> _Objective_: Copy every line of the records below that contains the word "wall", keeping each matching line as it appears. Matching is case-sensitive.
Start of Task data
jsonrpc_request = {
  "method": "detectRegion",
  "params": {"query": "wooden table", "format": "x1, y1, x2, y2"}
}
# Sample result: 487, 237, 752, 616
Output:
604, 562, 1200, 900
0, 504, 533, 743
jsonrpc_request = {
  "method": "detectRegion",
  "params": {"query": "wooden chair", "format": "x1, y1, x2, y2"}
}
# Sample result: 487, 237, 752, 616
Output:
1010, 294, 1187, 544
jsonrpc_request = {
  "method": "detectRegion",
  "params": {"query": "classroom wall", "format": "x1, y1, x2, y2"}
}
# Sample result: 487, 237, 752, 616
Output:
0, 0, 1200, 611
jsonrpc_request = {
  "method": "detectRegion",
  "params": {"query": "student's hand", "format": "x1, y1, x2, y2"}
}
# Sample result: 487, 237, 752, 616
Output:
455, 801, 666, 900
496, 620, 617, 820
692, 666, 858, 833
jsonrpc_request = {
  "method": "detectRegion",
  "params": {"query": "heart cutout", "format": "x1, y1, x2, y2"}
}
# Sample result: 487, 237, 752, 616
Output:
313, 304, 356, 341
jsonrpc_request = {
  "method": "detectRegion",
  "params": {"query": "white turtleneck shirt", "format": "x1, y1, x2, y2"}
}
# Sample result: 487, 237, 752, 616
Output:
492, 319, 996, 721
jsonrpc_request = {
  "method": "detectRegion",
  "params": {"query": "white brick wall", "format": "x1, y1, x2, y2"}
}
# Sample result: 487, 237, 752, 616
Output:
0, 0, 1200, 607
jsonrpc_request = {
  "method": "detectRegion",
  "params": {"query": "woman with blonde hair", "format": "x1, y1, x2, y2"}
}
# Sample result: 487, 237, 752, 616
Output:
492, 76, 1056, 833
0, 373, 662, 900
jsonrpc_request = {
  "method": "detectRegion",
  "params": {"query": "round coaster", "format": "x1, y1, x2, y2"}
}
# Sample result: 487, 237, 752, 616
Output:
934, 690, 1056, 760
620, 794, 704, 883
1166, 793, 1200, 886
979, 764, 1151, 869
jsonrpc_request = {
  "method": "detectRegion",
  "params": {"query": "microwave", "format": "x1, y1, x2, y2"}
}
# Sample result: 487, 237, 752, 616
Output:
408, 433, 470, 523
End of Task data
> _Exercise solution_:
  "params": {"query": "classroom wall", "format": "x1, y1, x2, y2"}
  "params": {"query": "white brick wall", "format": "x1, y1, x2, y2"}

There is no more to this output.